» **Your task**:
Return the full set of entries below exactly, leaving every image out.

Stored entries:
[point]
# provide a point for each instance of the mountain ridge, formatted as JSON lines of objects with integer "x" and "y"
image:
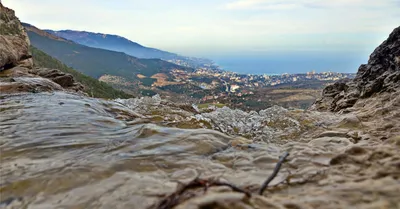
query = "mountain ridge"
{"x": 86, "y": 59}
{"x": 119, "y": 43}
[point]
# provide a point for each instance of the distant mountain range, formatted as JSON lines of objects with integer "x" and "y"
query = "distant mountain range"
{"x": 113, "y": 43}
{"x": 97, "y": 62}
{"x": 121, "y": 44}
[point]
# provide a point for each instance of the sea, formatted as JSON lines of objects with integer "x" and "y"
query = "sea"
{"x": 292, "y": 63}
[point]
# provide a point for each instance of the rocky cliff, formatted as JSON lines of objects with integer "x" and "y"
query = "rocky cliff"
{"x": 381, "y": 74}
{"x": 16, "y": 65}
{"x": 63, "y": 150}
{"x": 14, "y": 42}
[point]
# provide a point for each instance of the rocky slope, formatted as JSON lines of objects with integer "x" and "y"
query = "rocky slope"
{"x": 66, "y": 150}
{"x": 380, "y": 75}
{"x": 14, "y": 42}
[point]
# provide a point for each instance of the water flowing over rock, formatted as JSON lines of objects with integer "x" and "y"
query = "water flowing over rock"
{"x": 62, "y": 149}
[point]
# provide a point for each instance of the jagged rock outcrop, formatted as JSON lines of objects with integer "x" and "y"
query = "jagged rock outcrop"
{"x": 380, "y": 74}
{"x": 14, "y": 42}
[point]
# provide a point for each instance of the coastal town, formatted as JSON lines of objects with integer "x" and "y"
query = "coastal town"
{"x": 212, "y": 85}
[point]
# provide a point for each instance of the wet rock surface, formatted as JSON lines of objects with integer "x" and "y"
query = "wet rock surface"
{"x": 62, "y": 149}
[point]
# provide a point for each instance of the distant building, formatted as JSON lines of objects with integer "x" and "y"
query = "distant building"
{"x": 234, "y": 87}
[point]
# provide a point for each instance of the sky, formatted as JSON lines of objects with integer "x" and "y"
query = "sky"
{"x": 224, "y": 27}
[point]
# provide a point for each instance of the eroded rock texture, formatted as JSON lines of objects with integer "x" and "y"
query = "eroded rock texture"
{"x": 381, "y": 74}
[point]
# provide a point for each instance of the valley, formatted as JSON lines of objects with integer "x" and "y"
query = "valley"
{"x": 176, "y": 77}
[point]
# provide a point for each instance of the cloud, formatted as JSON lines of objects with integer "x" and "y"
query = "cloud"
{"x": 291, "y": 4}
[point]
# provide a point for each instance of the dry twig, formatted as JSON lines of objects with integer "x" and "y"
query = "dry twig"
{"x": 273, "y": 175}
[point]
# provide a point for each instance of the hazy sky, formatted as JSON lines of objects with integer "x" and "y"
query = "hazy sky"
{"x": 201, "y": 27}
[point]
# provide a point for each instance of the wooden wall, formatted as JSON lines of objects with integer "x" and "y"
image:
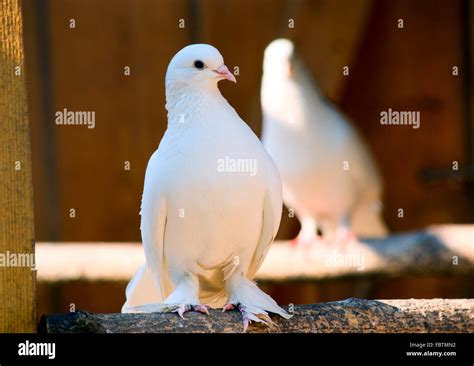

» **Output**:
[point]
# provide a point for each instance of the mountain ridge, formatted as JSON lines of objects with integer "x" and "y"
image:
query = "mountain ridge"
{"x": 86, "y": 59}
{"x": 119, "y": 43}
[point]
# provide a point for each instance of the distant mountain range, formatted as JSON lines of objects with integer "x" and "y"
query = "distant mountain range"
{"x": 113, "y": 43}
{"x": 97, "y": 62}
{"x": 121, "y": 44}
[point]
# provide a point for each instance of the sea, formatted as JSON lines of objects with integer "x" and "y"
query = "sea"
{"x": 292, "y": 63}
[point]
# provide a point for each instance of the rocky cliff, formatted as JSON lines of objects with integer "x" and "y"
query = "rocky cliff"
{"x": 381, "y": 74}
{"x": 16, "y": 65}
{"x": 63, "y": 150}
{"x": 14, "y": 42}
[point]
# provide a point for each instance of the rocky slope, formatted as JSON lines of objects with integer "x" and "y"
query = "rocky slope"
{"x": 66, "y": 150}
{"x": 380, "y": 75}
{"x": 14, "y": 42}
[point]
# provide a point for each instance of the water flowing over rock, formatted as JSON lines of objects with integer "x" and "y"
query = "water flowing over rock"
{"x": 62, "y": 149}
[point]
# provide a point for each instance of the jagged rock outcrop, formatted as JSON lines of objects with integer "x" and "y"
query = "jagged rock outcrop"
{"x": 380, "y": 74}
{"x": 14, "y": 42}
[point]
# provide a point for each instance of the coastal town, formatted as JSON lines of objects with integer "x" and "y"
query = "coastal town"
{"x": 212, "y": 85}
[point]
# provide a point for each instance of the wet rock surface, formatted as JSON lines of objects with integer "x" and "y"
query = "wet rock surface"
{"x": 62, "y": 149}
[point]
# provide a point for each instance of the distant building, formatted as JSON lines of objects with integer "x" and "y"
query = "distant building"
{"x": 234, "y": 87}
[point]
# provide a point for each instance of the sky, formatted as JSON lines of objects with integer "x" and "y"
query = "sky"
{"x": 224, "y": 27}
[point]
# provide a point for each instance of the eroded rock texture, formatted as JSON lines of objects with integer "x" and "y"
query = "eroded rock texture"
{"x": 381, "y": 74}
[point]
# provide a point for each instance of the valley, formatted as JSON lines of objects with integer "x" and "y"
query = "valley"
{"x": 176, "y": 77}
[point]
# provide a point for each instance of the cloud, formatted as JSON lines of objects with integer "x" and "y"
query = "cloud"
{"x": 291, "y": 4}
[point]
# provide a point for each instance of the dry twig, formatted as JSON lines of objects with integer "x" and "y"
query = "dry twig"
{"x": 273, "y": 175}
[point]
# provide a point for each instance of the hazy sky, formatted as JSON lines of objects with integer "x" and "y"
query = "hazy sky"
{"x": 201, "y": 27}
[point]
# provide a point for each instance of the wooden wall, formatted as JSON lines of objects with integer "x" and "y"
image:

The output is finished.